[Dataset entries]
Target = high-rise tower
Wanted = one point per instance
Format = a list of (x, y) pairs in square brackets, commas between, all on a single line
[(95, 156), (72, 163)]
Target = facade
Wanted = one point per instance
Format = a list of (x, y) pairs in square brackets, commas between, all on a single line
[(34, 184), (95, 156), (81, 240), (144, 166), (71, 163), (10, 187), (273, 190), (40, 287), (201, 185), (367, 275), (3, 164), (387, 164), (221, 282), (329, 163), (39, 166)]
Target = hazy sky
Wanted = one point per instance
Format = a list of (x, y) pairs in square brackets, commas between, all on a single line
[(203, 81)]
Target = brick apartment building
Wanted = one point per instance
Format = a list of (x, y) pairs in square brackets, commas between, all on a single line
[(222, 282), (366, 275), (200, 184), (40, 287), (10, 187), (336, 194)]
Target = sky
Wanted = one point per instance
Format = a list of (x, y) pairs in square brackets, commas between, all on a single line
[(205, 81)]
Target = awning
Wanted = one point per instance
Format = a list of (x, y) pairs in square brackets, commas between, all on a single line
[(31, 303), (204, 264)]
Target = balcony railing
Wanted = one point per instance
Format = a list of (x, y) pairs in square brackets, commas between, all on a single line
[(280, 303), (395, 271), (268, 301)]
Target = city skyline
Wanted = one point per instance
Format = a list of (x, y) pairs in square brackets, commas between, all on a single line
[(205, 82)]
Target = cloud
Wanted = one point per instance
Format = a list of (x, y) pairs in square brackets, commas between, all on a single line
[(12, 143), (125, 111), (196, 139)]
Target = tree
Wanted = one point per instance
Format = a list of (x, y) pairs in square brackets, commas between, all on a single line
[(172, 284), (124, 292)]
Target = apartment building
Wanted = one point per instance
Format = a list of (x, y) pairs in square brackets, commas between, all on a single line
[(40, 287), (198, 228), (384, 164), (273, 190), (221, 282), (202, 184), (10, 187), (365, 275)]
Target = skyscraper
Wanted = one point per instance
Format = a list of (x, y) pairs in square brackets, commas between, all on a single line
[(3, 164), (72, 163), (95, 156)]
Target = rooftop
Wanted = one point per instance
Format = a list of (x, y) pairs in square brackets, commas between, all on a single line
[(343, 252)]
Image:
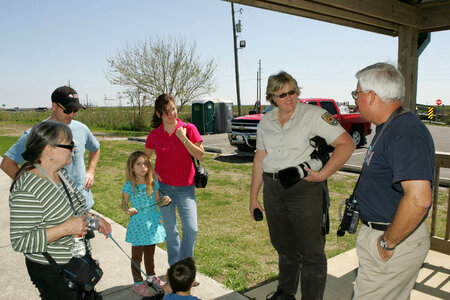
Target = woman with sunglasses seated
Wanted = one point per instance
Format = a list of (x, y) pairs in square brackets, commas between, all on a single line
[(43, 218), (294, 214)]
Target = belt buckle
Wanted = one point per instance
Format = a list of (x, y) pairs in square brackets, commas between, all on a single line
[(377, 224)]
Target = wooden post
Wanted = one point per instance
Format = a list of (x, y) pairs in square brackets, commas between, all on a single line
[(407, 63)]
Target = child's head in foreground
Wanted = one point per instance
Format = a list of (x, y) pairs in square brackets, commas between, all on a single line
[(181, 275)]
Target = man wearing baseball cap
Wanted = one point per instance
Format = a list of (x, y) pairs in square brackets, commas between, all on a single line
[(65, 104)]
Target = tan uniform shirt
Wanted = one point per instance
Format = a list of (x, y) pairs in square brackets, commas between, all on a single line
[(289, 146)]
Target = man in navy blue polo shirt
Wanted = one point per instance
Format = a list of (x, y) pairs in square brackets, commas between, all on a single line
[(394, 191)]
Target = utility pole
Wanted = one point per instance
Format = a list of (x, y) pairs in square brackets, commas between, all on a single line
[(258, 87), (237, 28)]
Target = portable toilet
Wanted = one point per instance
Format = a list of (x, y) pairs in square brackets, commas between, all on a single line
[(223, 110), (203, 116)]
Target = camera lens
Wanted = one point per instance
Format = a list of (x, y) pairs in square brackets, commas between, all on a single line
[(257, 214)]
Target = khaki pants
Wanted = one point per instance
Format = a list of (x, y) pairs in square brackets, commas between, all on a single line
[(393, 279)]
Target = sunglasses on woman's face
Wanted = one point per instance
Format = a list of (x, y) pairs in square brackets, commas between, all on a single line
[(70, 146), (67, 111), (290, 93)]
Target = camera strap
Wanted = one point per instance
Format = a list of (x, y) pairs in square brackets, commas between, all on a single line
[(196, 162)]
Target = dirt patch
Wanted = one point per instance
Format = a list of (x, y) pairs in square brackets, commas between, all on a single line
[(13, 129)]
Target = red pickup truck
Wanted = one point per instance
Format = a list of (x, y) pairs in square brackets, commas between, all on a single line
[(243, 128)]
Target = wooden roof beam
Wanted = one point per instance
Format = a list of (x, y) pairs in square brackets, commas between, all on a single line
[(436, 18), (350, 19)]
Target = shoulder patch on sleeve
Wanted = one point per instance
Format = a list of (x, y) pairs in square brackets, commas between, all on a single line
[(327, 117)]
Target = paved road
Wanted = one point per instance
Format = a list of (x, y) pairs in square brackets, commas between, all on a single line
[(441, 135)]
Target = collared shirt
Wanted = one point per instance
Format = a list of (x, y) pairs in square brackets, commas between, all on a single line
[(289, 146), (405, 151), (173, 162)]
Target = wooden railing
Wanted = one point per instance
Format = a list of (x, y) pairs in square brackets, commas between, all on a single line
[(440, 244)]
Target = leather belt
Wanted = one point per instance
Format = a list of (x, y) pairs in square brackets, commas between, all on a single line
[(273, 175), (376, 226)]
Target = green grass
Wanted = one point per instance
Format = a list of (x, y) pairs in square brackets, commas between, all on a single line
[(231, 247)]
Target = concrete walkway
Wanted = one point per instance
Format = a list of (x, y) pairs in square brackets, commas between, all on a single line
[(433, 281)]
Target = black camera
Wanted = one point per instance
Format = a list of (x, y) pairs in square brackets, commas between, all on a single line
[(350, 219), (319, 157)]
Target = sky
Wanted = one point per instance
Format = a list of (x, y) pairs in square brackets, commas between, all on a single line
[(46, 44)]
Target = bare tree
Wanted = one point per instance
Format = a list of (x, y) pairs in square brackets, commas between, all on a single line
[(157, 66)]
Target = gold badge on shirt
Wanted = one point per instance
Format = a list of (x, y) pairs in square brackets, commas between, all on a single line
[(329, 119)]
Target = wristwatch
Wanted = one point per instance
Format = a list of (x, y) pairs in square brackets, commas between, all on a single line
[(384, 245)]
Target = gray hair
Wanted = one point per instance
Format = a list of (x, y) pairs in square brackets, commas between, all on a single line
[(384, 79), (42, 134), (277, 82)]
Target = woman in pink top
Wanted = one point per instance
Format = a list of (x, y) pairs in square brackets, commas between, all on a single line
[(174, 142)]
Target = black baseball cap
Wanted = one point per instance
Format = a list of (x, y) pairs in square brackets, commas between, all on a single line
[(67, 97)]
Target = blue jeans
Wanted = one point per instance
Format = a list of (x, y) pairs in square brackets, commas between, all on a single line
[(183, 199)]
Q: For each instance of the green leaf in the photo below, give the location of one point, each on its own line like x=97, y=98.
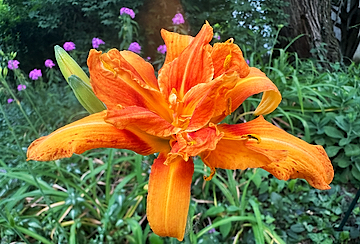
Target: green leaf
x=332, y=150
x=215, y=210
x=352, y=150
x=355, y=171
x=225, y=229
x=155, y=239
x=297, y=228
x=333, y=132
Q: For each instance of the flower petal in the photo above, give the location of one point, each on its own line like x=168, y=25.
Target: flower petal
x=175, y=44
x=303, y=160
x=116, y=82
x=169, y=196
x=89, y=133
x=194, y=143
x=145, y=69
x=193, y=66
x=201, y=101
x=227, y=57
x=142, y=119
x=252, y=84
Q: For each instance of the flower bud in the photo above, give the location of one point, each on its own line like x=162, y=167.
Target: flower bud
x=68, y=65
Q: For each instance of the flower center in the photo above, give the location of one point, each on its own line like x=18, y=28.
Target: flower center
x=176, y=105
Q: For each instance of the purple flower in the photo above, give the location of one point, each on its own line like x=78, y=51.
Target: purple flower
x=178, y=19
x=217, y=36
x=97, y=42
x=68, y=46
x=21, y=87
x=212, y=231
x=128, y=11
x=13, y=64
x=49, y=63
x=162, y=49
x=135, y=47
x=35, y=74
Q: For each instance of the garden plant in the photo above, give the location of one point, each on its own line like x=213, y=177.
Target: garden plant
x=216, y=138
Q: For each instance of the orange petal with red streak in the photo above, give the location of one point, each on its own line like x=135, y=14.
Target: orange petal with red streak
x=142, y=119
x=89, y=133
x=194, y=143
x=303, y=160
x=256, y=82
x=116, y=82
x=175, y=44
x=227, y=57
x=169, y=196
x=204, y=99
x=191, y=67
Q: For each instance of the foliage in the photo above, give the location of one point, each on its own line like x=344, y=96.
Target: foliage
x=100, y=196
x=51, y=22
x=251, y=23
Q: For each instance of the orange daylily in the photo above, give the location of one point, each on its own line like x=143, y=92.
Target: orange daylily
x=177, y=115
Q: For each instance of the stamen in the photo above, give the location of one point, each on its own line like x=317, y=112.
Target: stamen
x=231, y=40
x=212, y=173
x=227, y=61
x=254, y=136
x=228, y=106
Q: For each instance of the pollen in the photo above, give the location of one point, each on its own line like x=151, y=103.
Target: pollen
x=227, y=61
x=212, y=173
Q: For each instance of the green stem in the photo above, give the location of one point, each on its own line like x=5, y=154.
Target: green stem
x=3, y=81
x=108, y=175
x=14, y=229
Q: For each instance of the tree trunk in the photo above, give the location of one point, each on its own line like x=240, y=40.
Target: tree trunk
x=311, y=18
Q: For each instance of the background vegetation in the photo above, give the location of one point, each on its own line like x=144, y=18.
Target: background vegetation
x=100, y=196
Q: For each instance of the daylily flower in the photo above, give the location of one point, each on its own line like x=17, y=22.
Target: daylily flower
x=178, y=115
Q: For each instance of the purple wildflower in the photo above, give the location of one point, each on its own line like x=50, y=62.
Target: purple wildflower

** AIM OF THE EXERCISE **
If the string "black" appears in a line of the entries, report the line.

** OUTPUT OF THE TASK **
Target = black camera
Target = black baseball cap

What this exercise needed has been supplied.